• _TASK STATEMENT_
Give every line of the entries below as a JSON list of strings, one string per line, with blank lines left out.
>>>
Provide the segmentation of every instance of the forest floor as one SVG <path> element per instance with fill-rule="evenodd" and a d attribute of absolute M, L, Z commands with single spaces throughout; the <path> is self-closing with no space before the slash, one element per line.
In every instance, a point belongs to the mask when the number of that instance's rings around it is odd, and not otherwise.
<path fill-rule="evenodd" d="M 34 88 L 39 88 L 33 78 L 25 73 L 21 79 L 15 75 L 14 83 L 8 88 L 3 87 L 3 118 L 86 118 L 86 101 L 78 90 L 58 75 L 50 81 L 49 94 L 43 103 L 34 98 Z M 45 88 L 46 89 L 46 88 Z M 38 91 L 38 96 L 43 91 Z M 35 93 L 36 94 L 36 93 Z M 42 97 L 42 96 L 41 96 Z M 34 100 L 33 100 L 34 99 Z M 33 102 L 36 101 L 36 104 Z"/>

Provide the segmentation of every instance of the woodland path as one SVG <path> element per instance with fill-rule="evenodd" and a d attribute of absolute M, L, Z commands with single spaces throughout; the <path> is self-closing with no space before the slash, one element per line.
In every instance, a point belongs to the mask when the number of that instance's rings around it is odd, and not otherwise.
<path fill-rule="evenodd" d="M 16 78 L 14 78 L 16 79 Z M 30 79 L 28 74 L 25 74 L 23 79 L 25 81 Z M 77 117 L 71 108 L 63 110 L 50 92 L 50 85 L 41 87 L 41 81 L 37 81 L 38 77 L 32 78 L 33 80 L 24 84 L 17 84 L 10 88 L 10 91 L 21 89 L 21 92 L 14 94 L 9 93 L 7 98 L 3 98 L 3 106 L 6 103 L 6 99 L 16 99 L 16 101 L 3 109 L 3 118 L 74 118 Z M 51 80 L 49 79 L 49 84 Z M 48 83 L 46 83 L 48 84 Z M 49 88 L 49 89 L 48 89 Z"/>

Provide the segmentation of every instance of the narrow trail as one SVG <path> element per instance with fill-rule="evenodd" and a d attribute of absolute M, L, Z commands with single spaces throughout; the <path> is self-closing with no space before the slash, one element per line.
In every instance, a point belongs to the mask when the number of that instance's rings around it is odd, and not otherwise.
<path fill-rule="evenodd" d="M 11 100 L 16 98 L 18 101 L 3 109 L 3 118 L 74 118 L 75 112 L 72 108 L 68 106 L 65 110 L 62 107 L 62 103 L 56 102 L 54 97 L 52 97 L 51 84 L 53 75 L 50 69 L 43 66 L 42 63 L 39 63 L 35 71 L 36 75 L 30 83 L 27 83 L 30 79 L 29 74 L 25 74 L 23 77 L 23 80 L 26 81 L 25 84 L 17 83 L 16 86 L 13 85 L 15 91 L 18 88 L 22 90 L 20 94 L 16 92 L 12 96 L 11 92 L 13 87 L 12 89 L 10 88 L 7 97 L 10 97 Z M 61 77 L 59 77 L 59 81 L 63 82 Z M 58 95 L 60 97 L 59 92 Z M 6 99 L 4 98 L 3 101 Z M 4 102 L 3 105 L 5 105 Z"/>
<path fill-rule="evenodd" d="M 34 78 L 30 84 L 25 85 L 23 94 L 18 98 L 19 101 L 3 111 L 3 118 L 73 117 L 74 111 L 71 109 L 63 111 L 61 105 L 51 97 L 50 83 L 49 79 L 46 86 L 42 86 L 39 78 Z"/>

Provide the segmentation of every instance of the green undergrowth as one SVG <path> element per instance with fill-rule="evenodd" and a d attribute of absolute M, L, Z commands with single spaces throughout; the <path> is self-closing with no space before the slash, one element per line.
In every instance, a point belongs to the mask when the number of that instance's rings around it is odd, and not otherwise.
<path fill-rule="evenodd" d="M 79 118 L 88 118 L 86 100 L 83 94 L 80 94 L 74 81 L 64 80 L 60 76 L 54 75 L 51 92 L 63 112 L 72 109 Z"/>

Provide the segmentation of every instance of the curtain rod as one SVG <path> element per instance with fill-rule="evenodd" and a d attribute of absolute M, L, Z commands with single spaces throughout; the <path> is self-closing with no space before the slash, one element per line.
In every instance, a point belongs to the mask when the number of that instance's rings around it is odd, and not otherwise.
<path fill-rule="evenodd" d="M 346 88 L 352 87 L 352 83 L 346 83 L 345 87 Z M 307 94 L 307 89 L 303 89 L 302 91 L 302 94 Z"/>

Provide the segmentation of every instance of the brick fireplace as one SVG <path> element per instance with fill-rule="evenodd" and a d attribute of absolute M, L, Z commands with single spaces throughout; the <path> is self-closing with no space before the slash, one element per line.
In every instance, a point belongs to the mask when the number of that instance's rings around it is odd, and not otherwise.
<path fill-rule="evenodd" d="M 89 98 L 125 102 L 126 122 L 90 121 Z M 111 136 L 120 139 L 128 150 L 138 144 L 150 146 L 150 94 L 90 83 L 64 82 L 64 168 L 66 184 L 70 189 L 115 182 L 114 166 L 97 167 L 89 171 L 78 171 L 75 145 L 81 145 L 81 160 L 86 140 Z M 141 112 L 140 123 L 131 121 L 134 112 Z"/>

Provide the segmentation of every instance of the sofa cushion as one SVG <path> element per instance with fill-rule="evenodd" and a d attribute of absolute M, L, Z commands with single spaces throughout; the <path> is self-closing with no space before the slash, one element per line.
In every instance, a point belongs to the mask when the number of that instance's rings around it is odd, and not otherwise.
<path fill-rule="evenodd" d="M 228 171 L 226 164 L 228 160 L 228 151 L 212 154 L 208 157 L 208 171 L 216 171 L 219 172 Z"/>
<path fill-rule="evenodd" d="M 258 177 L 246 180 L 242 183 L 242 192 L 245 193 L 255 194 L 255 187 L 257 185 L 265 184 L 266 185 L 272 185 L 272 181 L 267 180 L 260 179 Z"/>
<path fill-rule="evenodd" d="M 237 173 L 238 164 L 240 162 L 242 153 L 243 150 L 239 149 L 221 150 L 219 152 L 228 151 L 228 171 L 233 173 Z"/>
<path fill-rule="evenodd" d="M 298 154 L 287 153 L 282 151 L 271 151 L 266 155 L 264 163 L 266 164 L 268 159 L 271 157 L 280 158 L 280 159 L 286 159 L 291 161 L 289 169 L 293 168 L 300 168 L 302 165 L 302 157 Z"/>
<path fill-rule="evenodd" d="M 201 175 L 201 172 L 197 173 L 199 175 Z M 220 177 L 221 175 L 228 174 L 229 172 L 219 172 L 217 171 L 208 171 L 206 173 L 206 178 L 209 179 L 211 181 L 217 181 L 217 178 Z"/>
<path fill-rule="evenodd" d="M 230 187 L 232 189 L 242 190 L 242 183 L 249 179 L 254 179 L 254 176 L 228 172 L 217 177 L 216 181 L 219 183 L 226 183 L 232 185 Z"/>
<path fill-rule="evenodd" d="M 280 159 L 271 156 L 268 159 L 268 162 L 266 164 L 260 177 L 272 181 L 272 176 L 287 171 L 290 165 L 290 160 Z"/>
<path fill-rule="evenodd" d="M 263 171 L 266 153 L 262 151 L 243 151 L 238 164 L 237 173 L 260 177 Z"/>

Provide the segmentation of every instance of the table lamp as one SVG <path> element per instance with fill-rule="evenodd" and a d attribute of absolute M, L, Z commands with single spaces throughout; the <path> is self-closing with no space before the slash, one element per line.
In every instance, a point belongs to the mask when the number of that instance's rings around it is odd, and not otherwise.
<<<
• _EXERCISE RESULT_
[
  "Provide the segmentation of every instance of the forest floor as one SVG <path> element per instance with fill-rule=\"evenodd\" and a d attribute of absolute M, L, Z commands with single spaces throughout; the <path> is self-closing with no space before the slash, one element per line.",
  "In every instance, a point belongs to the mask when the number of that instance's rings around it is odd, and not otherwise.",
  "<path fill-rule=\"evenodd\" d=\"M 34 88 L 39 88 L 33 78 L 25 73 L 21 79 L 15 75 L 14 83 L 8 88 L 3 87 L 3 118 L 86 118 L 86 101 L 78 90 L 58 75 L 50 81 L 49 94 L 43 103 L 34 98 Z M 45 88 L 46 89 L 46 88 Z M 38 91 L 38 96 L 43 91 Z M 35 93 L 36 94 L 36 93 Z M 42 97 L 42 96 L 41 96 Z M 34 100 L 33 100 L 34 99 Z M 33 102 L 36 101 L 36 104 Z\"/>",
  "Provide the segmentation of every instance of the woodland path as one SVG <path> element per instance with fill-rule=\"evenodd\" and a d attribute of absolute M, L, Z commands with single spaces throughout; the <path> is self-closing with no space before the slash, one element per line.",
  "In every instance, a point belongs to the mask when the number of that instance's rings around it is odd, and not otherwise.",
  "<path fill-rule=\"evenodd\" d=\"M 16 78 L 14 78 L 16 79 Z M 30 79 L 28 74 L 25 74 L 23 79 L 25 81 Z M 77 117 L 71 108 L 63 110 L 50 92 L 50 85 L 41 87 L 41 81 L 37 81 L 38 77 L 32 78 L 33 80 L 24 84 L 17 84 L 10 88 L 10 91 L 21 89 L 21 92 L 14 94 L 9 93 L 7 98 L 3 98 L 3 106 L 6 103 L 6 99 L 16 99 L 16 101 L 3 109 L 3 118 L 74 118 Z M 51 80 L 49 79 L 49 84 Z M 48 83 L 46 83 L 48 84 Z M 49 88 L 49 89 L 48 89 Z\"/>",
  "Provide the segmentation of every instance of the narrow trail as one SVG <path> element per instance with fill-rule=\"evenodd\" and a d attribute of absolute M, L, Z commands with single spaces throughout; the <path> is self-closing with no space before the slash, one element per line.",
  "In every instance, a point belongs to the mask when the number of that instance's rings around it is odd, and not otherwise.",
  "<path fill-rule=\"evenodd\" d=\"M 11 100 L 16 98 L 18 101 L 3 109 L 3 118 L 74 118 L 75 112 L 72 108 L 68 106 L 65 110 L 62 107 L 62 103 L 56 102 L 54 97 L 52 97 L 51 84 L 53 75 L 50 69 L 43 66 L 42 63 L 39 63 L 35 71 L 36 75 L 30 83 L 27 83 L 30 79 L 29 74 L 25 74 L 23 77 L 23 80 L 26 81 L 25 84 L 17 83 L 16 86 L 13 85 L 15 91 L 18 88 L 22 90 L 20 94 L 16 92 L 12 96 L 11 92 L 13 87 L 12 89 L 10 88 L 7 97 L 10 97 Z M 61 77 L 59 77 L 59 81 L 63 82 Z M 58 95 L 60 97 L 59 92 Z M 6 99 L 4 98 L 3 101 Z M 4 102 L 3 105 L 5 105 Z\"/>",
  "<path fill-rule=\"evenodd\" d=\"M 34 78 L 30 84 L 25 85 L 23 94 L 18 98 L 19 101 L 3 111 L 3 118 L 73 117 L 74 111 L 71 109 L 63 111 L 61 105 L 51 97 L 50 83 L 49 79 L 46 86 L 42 86 L 39 78 Z\"/>",
  "Provide the segmentation of every instance of the green undergrowth as one SVG <path> element per instance with fill-rule=\"evenodd\" and a d attribute of absolute M, L, Z commands with single spaces throughout; the <path> is self-closing with no space before the slash, one element per line.",
  "In every instance, a point belongs to the mask when the number of that instance's rings around it is odd, and not otherwise.",
  "<path fill-rule=\"evenodd\" d=\"M 79 118 L 88 118 L 86 100 L 83 94 L 80 94 L 74 81 L 64 80 L 60 76 L 54 75 L 51 92 L 63 112 L 72 109 Z\"/>",
  "Provide the segmentation of every instance of the curtain rod as one SVG <path> element per instance with fill-rule=\"evenodd\" and a d attribute of absolute M, L, Z commands with single spaces throughout; the <path> is self-closing with no space before the slash, one element per line.",
  "In every instance, a point belongs to the mask when the number of that instance's rings around it is odd, and not otherwise.",
  "<path fill-rule=\"evenodd\" d=\"M 346 88 L 352 87 L 352 83 L 346 83 L 345 87 Z M 307 94 L 307 89 L 303 89 L 302 91 L 302 94 Z\"/>",
  "Provide the segmentation of every instance of the brick fireplace as one SVG <path> element per instance with fill-rule=\"evenodd\" and a d attribute of absolute M, L, Z commands with single spaces throughout; the <path> is self-closing with no space before the slash, one element per line.",
  "In every instance, a point belongs to the mask when the number of that instance's rings around it is odd, and not otherwise.",
  "<path fill-rule=\"evenodd\" d=\"M 89 98 L 125 102 L 126 122 L 90 121 Z M 111 136 L 120 139 L 128 150 L 138 144 L 150 146 L 150 94 L 90 83 L 64 82 L 64 168 L 66 184 L 70 189 L 115 182 L 114 166 L 97 167 L 89 171 L 78 171 L 75 145 L 81 145 L 81 160 L 86 140 Z M 141 112 L 140 123 L 131 121 L 134 112 Z\"/>",
  "Provide the segmentation of every instance of the sofa cushion as one SVG <path> element per instance with fill-rule=\"evenodd\" and a d attribute of absolute M, L, Z commands with single spaces throughout; the <path> is self-closing with no space before the slash, one element per line.",
  "In every instance, a point belongs to the mask when the number of that instance's rings around it is odd, and not otherwise.",
  "<path fill-rule=\"evenodd\" d=\"M 228 171 L 226 164 L 228 160 L 228 151 L 212 154 L 208 157 L 208 171 L 216 171 L 219 172 Z\"/>",
  "<path fill-rule=\"evenodd\" d=\"M 258 177 L 246 180 L 242 183 L 242 192 L 245 193 L 255 194 L 255 187 L 257 185 L 265 184 L 266 185 L 272 185 L 272 181 L 267 180 L 260 179 Z\"/>",
  "<path fill-rule=\"evenodd\" d=\"M 237 173 L 238 164 L 240 162 L 242 153 L 243 150 L 239 149 L 221 150 L 219 152 L 228 151 L 228 171 L 233 173 Z\"/>",
  "<path fill-rule=\"evenodd\" d=\"M 298 154 L 287 153 L 282 151 L 271 151 L 266 155 L 264 163 L 266 164 L 268 159 L 271 157 L 280 158 L 280 159 L 286 159 L 291 161 L 289 169 L 293 168 L 300 168 L 302 165 L 302 157 Z\"/>",
  "<path fill-rule=\"evenodd\" d=\"M 201 175 L 201 172 L 197 173 L 199 175 Z M 220 177 L 221 175 L 228 174 L 229 172 L 219 172 L 217 171 L 208 171 L 206 173 L 206 178 L 209 179 L 211 181 L 217 181 L 217 178 Z\"/>",
  "<path fill-rule=\"evenodd\" d=\"M 230 187 L 232 189 L 242 190 L 242 183 L 249 179 L 254 179 L 254 176 L 228 172 L 217 177 L 216 181 L 219 183 L 226 183 L 232 185 Z\"/>",
  "<path fill-rule=\"evenodd\" d=\"M 280 159 L 271 156 L 268 159 L 268 162 L 266 164 L 260 177 L 272 181 L 272 176 L 287 171 L 290 165 L 290 160 Z\"/>",
  "<path fill-rule=\"evenodd\" d=\"M 263 171 L 266 153 L 262 151 L 243 151 L 238 164 L 237 173 L 260 177 Z\"/>",
  "Provide the segmentation of every instance of the table lamp as one SVG <path> element per instance with fill-rule=\"evenodd\" and a d attribute of absolute M, L, Z commands with single spaces throughout; the <path> is self-closing with no space before the slash, one element per line.",
  "In every instance, a point belongs to the mask when the number of that instance's rings around it is odd, and not otherwise."
]